__The input__
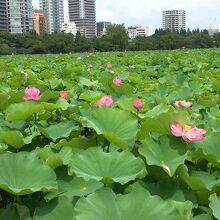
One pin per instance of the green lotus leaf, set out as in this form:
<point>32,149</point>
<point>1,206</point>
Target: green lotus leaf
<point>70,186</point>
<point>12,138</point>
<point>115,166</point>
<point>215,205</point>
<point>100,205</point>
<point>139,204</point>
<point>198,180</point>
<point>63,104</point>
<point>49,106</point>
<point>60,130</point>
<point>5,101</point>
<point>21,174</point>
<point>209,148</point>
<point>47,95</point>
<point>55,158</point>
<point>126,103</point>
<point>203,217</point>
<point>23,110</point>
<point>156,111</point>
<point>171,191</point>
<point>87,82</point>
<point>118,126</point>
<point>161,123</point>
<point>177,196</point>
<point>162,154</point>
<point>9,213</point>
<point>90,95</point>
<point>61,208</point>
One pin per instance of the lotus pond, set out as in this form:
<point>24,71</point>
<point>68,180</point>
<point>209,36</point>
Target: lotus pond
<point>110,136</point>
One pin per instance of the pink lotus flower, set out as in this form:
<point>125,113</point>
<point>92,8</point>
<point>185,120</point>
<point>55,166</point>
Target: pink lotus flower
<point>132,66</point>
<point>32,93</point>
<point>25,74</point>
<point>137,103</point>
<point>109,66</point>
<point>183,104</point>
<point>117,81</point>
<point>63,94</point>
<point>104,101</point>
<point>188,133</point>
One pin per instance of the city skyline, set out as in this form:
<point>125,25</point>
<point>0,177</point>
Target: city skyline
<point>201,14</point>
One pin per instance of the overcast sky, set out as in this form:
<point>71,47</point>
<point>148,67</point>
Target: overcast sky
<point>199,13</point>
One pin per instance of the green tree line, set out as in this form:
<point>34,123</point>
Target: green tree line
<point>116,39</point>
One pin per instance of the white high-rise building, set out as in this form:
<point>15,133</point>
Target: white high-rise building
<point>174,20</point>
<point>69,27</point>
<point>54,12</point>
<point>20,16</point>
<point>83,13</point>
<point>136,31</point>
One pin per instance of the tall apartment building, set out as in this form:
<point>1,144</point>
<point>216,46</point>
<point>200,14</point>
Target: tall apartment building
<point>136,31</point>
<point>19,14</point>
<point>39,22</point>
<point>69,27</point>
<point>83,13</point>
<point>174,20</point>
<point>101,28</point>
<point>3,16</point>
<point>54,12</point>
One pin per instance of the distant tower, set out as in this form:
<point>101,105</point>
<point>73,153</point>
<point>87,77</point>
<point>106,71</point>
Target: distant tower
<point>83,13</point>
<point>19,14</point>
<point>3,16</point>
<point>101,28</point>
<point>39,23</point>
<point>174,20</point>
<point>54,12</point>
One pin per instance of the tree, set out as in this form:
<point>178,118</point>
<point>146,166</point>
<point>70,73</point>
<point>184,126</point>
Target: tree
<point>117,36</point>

__Aim of the task__
Rewrite the listing above, changing every "set out as in this form" to "formatted like this" and keeping everything else the same. Leave the pictures out.

__Reply__
One pin per instance of the green lotus leaf, formatted like this:
<point>32,149</point>
<point>1,206</point>
Target: green lotus leaf
<point>70,186</point>
<point>12,138</point>
<point>115,166</point>
<point>215,205</point>
<point>100,205</point>
<point>139,204</point>
<point>198,180</point>
<point>63,104</point>
<point>49,106</point>
<point>60,130</point>
<point>5,101</point>
<point>21,174</point>
<point>209,148</point>
<point>47,95</point>
<point>55,158</point>
<point>126,103</point>
<point>203,217</point>
<point>23,110</point>
<point>156,111</point>
<point>171,191</point>
<point>87,82</point>
<point>118,126</point>
<point>161,123</point>
<point>177,196</point>
<point>162,154</point>
<point>9,213</point>
<point>90,95</point>
<point>61,208</point>
One pin per instance of the lotus pond, formatted like this:
<point>24,71</point>
<point>68,180</point>
<point>209,36</point>
Target: lotus pond
<point>110,136</point>
One pin per instance of the pink lotus flower, formatted like this:
<point>125,113</point>
<point>92,8</point>
<point>185,120</point>
<point>55,166</point>
Target: pink lotus flower
<point>132,66</point>
<point>32,93</point>
<point>25,74</point>
<point>137,103</point>
<point>109,66</point>
<point>183,104</point>
<point>117,81</point>
<point>63,94</point>
<point>104,101</point>
<point>188,133</point>
One pin per instance of the city skyline, formatted like this:
<point>125,25</point>
<point>0,177</point>
Target: city skyline
<point>201,14</point>
One pin per instance of the overcast sky, formatted like this:
<point>71,47</point>
<point>148,67</point>
Target: overcast sky
<point>199,13</point>
One pin per instance of the green tree line, formatted like this:
<point>34,123</point>
Target: green tree line
<point>116,39</point>
One pin per instance of the white high-rise building, formatted like this:
<point>15,133</point>
Target: white high-rise building
<point>174,20</point>
<point>69,27</point>
<point>54,12</point>
<point>20,16</point>
<point>83,13</point>
<point>136,31</point>
One pin per instance of the tall apartment building, formatted like this:
<point>1,144</point>
<point>216,46</point>
<point>200,14</point>
Target: tall apartment building
<point>136,31</point>
<point>19,14</point>
<point>39,22</point>
<point>69,27</point>
<point>83,13</point>
<point>174,20</point>
<point>101,28</point>
<point>3,16</point>
<point>54,12</point>
One pin per instance of the distant tower, formatted like this:
<point>101,105</point>
<point>73,153</point>
<point>87,77</point>
<point>106,71</point>
Target: distant tower
<point>83,13</point>
<point>19,14</point>
<point>3,16</point>
<point>101,28</point>
<point>39,23</point>
<point>174,20</point>
<point>54,12</point>
One pin per instance of the tree, formatted like this:
<point>178,118</point>
<point>146,166</point>
<point>70,73</point>
<point>184,126</point>
Target: tree
<point>117,36</point>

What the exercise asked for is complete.